Observation data (J2000 epoch)
- Constellation: Dorado
- Right ascension: 04^{h} 16^{m} 10.5^{s}
- Declination: −55° 46′ 49″
- Redshift: 1080 ± 11 km/s
- Distance: 78.9 Mly(24.2 Mpc)
- Apparent magnitude (V): 10.3

Characteristics
- Type: SA(rl)0^{0}
- Apparent size (V): 4′.5 × 2′.8

Other designations
- PGC 14765, IRAS 04150-5554, ESO 157-17, and AM 0415-555

= NGC 1553 =

Galaxy in the constellation Dorado

NGC 1553 is a prototypical lenticular galaxy in the constellation Dorado. It is the second brightest member of the Dorado Group of galaxies. British astronomer John Herschel discovered NGC 1553 on December 5, 1834 using an 18.7 inch reflector.

==Interacting galaxy==
It forms a pair of interacting galaxies together with elliptical NGC 1549 which lies 11′.8 away from it in the sky. Their interaction appears to be in the early stage and can be seen in optical wavelengths by faint but distinct irregular shells of emission and a curious jet on the northwest side. Together, these two galaxies comprise the center of the Dorado group.

:::

## PARTS OF THE EXERCISE:
[1] In the NGC 1553 passage, which galaxy forms an interacting pair with NGC 1553?
[2] Go on with the NGC 1553 passage, starting after its last sentence.
The data after this comes from a separate source.

:::

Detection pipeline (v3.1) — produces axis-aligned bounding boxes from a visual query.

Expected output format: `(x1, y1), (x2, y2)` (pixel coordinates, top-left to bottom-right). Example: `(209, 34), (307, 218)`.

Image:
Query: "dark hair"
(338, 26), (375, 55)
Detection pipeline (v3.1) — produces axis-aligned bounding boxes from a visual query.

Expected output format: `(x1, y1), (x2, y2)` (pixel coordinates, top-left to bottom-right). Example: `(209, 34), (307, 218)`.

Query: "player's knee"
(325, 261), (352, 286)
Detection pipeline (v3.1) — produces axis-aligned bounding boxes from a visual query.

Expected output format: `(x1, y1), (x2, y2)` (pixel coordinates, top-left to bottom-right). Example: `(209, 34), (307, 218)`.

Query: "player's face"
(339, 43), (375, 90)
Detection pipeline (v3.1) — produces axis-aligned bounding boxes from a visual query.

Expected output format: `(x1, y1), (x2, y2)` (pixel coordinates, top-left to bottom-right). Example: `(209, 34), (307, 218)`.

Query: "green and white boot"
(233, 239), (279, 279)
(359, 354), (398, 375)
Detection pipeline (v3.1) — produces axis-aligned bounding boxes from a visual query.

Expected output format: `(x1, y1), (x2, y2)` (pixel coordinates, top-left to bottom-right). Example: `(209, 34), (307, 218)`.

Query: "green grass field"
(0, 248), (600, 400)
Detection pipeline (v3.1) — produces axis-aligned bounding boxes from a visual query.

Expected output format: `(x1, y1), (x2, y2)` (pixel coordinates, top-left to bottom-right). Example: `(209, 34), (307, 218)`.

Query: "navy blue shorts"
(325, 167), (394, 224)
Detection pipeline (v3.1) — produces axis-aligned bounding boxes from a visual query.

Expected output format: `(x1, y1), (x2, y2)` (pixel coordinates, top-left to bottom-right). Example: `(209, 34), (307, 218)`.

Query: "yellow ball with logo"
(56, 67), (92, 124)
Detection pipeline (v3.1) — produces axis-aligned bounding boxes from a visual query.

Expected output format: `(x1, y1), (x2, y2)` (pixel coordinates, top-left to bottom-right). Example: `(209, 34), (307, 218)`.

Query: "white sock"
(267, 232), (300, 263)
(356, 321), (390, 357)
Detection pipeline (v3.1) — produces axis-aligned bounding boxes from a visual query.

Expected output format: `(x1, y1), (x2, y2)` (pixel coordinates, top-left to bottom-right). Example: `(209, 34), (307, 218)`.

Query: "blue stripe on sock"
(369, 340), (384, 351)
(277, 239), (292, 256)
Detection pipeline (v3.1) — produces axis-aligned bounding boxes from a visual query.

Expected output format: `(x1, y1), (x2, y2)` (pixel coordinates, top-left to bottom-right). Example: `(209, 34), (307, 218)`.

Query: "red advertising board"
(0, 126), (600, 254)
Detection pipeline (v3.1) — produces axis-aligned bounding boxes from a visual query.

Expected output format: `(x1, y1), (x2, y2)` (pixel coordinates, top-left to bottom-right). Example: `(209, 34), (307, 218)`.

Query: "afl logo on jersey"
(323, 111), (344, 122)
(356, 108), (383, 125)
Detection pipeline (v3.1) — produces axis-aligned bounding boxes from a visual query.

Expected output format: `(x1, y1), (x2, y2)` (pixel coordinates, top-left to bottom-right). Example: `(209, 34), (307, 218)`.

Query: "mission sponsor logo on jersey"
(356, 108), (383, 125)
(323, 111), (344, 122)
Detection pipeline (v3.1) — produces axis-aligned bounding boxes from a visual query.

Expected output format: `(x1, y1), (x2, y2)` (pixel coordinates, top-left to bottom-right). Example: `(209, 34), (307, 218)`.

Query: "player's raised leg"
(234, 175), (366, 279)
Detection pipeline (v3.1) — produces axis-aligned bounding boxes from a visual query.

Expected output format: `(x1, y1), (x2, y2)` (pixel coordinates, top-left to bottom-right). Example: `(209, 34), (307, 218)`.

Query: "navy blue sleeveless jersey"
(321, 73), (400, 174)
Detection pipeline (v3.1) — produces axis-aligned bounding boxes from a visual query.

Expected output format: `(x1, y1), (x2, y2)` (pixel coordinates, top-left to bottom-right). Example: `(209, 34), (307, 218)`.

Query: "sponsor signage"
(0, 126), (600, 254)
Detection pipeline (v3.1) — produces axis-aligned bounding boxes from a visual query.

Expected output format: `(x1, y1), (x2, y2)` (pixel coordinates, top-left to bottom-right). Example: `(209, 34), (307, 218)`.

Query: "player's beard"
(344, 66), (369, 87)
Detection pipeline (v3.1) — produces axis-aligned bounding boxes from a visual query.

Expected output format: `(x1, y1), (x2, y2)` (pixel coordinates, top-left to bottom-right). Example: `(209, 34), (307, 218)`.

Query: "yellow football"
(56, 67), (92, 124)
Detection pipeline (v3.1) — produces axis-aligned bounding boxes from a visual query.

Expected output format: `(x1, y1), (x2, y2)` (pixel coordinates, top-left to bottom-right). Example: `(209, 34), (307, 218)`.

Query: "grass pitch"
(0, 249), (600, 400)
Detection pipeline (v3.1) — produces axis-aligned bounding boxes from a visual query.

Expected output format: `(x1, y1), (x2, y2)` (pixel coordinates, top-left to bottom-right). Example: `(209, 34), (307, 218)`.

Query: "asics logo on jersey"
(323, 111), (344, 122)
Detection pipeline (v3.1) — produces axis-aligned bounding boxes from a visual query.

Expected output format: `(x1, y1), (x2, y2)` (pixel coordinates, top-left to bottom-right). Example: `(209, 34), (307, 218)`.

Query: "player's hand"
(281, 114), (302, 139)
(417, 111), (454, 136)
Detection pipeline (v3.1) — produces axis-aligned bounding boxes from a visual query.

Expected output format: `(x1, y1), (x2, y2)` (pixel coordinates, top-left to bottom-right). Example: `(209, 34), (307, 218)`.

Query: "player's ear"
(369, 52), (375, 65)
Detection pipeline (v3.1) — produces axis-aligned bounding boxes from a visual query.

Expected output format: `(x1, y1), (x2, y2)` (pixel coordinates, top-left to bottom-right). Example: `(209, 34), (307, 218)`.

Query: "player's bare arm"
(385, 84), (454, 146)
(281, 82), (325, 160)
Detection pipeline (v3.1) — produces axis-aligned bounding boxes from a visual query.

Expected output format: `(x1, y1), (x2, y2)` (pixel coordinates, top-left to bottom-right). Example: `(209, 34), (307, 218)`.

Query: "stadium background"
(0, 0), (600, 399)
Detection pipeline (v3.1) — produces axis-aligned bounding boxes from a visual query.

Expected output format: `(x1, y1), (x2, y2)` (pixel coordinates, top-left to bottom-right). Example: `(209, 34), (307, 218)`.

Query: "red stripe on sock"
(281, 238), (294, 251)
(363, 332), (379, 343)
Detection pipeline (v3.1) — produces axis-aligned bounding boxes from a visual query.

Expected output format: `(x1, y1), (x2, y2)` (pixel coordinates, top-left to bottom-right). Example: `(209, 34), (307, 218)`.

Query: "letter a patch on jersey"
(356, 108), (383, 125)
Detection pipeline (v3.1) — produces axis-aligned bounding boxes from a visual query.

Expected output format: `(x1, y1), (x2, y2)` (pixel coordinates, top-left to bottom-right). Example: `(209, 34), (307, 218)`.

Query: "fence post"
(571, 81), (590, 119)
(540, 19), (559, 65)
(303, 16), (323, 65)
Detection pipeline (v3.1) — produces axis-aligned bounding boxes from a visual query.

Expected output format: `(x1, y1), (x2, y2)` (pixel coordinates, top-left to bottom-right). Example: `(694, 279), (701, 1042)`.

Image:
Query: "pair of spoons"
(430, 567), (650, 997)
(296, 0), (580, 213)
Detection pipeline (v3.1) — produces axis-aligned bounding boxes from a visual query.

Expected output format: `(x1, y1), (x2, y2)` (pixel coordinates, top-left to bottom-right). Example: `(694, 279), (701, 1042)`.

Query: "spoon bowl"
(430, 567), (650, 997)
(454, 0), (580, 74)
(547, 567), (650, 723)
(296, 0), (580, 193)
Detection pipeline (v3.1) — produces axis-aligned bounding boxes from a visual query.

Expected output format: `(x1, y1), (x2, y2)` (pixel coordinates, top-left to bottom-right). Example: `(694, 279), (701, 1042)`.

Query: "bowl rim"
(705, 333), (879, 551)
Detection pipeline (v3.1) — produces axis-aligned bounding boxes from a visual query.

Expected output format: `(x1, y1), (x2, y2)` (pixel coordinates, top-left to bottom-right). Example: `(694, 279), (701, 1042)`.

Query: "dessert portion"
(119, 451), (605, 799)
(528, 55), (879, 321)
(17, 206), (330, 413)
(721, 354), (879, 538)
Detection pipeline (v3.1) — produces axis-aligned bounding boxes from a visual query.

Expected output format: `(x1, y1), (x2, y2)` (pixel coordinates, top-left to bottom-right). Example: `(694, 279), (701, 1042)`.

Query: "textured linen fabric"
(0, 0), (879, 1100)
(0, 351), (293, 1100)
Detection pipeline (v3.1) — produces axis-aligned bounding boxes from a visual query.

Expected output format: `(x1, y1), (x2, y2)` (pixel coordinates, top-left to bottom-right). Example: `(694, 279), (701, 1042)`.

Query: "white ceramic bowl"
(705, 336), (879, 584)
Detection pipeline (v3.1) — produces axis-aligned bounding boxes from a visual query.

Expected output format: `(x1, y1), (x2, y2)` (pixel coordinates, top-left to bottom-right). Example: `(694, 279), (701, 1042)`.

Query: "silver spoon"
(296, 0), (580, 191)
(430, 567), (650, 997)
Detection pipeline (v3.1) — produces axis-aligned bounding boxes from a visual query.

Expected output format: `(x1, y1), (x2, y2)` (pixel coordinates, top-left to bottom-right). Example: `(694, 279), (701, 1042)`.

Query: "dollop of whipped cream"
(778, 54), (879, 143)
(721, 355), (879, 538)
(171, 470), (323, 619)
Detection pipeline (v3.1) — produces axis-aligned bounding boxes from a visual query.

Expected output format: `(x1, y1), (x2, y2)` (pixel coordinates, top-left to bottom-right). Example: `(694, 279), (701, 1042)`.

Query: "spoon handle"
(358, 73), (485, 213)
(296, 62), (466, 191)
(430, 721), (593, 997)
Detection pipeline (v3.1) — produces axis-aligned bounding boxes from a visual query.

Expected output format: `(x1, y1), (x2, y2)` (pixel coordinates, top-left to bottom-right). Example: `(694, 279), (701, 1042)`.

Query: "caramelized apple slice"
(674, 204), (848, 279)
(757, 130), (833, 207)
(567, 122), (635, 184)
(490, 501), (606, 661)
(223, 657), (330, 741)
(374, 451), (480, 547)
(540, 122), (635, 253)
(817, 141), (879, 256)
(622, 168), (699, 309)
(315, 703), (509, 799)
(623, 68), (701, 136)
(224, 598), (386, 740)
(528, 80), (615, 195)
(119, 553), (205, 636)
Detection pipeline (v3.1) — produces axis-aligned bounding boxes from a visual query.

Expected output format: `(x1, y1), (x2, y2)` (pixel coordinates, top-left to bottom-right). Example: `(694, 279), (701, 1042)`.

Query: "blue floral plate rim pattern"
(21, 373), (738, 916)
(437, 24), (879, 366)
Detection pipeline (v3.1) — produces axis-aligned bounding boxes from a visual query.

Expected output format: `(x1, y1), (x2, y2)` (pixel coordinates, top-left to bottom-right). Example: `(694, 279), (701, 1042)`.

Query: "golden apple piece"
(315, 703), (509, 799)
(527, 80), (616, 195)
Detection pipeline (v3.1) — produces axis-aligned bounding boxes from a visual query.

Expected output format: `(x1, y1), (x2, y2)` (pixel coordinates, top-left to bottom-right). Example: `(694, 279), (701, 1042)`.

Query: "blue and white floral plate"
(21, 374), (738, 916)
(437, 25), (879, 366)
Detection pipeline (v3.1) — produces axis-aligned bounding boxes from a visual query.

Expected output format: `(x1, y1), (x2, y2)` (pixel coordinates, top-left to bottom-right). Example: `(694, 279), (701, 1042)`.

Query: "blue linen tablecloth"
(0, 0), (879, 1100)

:::

## TASK-BY-TASK RESULTS:
[1] The elliptical galaxy NGC 1549.

[2]
==Characteristics==
NGC 1553 is an early type galaxy with a luminosity of 4×10^10 L_{☉}. It has been detected in H I but has an H I mass to B-band luminosity ratio (M_{HI}/L_{B}) of less than 0.01. NGC 1553's ultraviolet spectrum shows weak flux under the main-sequence turn off at around 2,400 A°. This is characteristic of old intermediate populations of quiescent lenticular galaxies.

NGC 1553 has an especially well developed lens (~36″) component of nearly constant surface brightness that is found between the bulge and the exponential disk. Its lens is similar to what is found in NGC 3945 and its inner parts are very hot.

NGC 1553 has associated with itself cool gas and dust. It can also be seen in infrared and is a weak radio source. Hubble observations in 2000 revealed an inner torus-like dust lane about 3″ across at the galaxy's center.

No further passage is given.